→ **COMPITO ASSEGNATO**: Ripeti alla lettera il passo del testo su Jean Baudrillard compreso tra "Omaggio a Jean" e "tutto il mondo.", estremi inclusi.

→ **TESTO MOSTRATO**:
========

Omaggio a Jean Baudrillard


Il pensatore francese Jean Baudrillard (1929-2007) è una delle principali figure intellettuali della nostra epoca; il suo lavoro combina la filosofia, la teoria sociale e una metafisica che riflette sugli avvenimenti-chiave dell’èra attuale.

Critico tagliente della società, della cultura e del pensiero contemporanei, è riuscito a offrire riflessioni originali e provocatorie, con uno stile e delle forme di scrittura peculiari.

Negli anni della sua formazione culturale si avvicinò al marxismo e alla sinistra rivoluzionaria francese; prese parte agli eventi del maggio 1968, che sfociarono in quelle massicce rivolte studentesche ormai celebri. E fu proprio a partire da quel periodo che incominciò a pubblicare una serie di libri che lo avrebbero reso celebre in tutto il mondo.

Nei primi anni Settanta si staccò dal marxismo, pur rimanendo politicamente radicale. Come molti nella sinistra, fu deluso dal fatto che il partito comunista francese non avesse appoggiato i movimenti di lotta degli anni Sessanta. E prese coscienza del fatto che il comunismo alberga in sé un conservatorismo che ha le sue radici nel marxismo. Secondo le sue stesse parole,«il marxismo è solo una limitata critica piccolo-borghese, solo un passo in più verso la banalizzazione della vita alla volta del ‘buon uso’ del sociale! […] il marxismo è solo l’orizzonte disincantato del capitale — tutto ciò che lo precede o lo segue è più radicale di quanto esso non sia».

Baudrillard giunse perciò a comprendere come il marxismo non illumini adeguatamente né le società premoderne (organizzate attorno al senso del sacro, alla mitologia e all’organizzazione tribale e non attorno alla produzione) né quelle postmoderne. Si avvide inoltre che il marxismo non offre una critica sufficientemente radicale delle società capitaliste, così come non fornisce prospettive critiche alternative.

========

→ **DATI MOSTRATI**:
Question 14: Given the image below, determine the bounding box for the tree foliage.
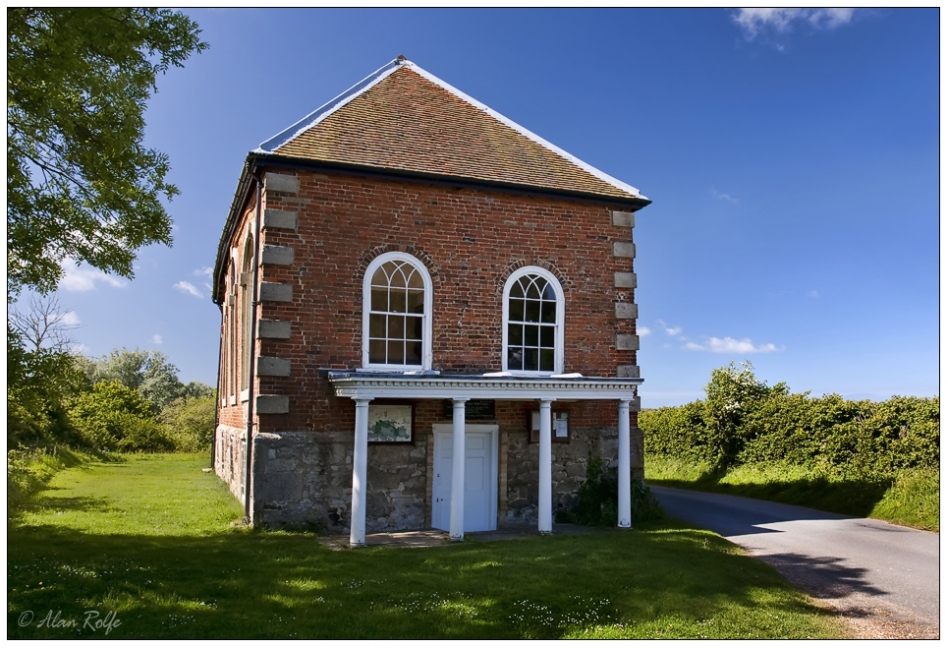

========

→ **RISULTATO FINALE**:
Omaggio a Jean Baudrillard


Il pensatore francese Jean Baudrillard (1929-2007) è una delle principali figure intellettuali della nostra epoca; il suo lavoro combina la filosofia, la teoria sociale e una metafisica che riflette sugli avvenimenti-chiave dell’èra attuale.

Critico tagliente della società, della cultura e del pensiero contemporanei, è riuscito a offrire riflessioni originali e provocatorie, con uno stile e delle forme di scrittura peculiari.

Negli anni della sua formazione culturale si avvicinò al marxismo e alla sinistra rivoluzionaria francese; prese parte agli eventi del maggio 1968, che sfociarono in quelle massicce rivolte studentesche ormai celebri. E fu proprio a partire da quel periodo che incominciò a pubblicare una serie di libri che lo avrebbero reso celebre in tutto il mondo.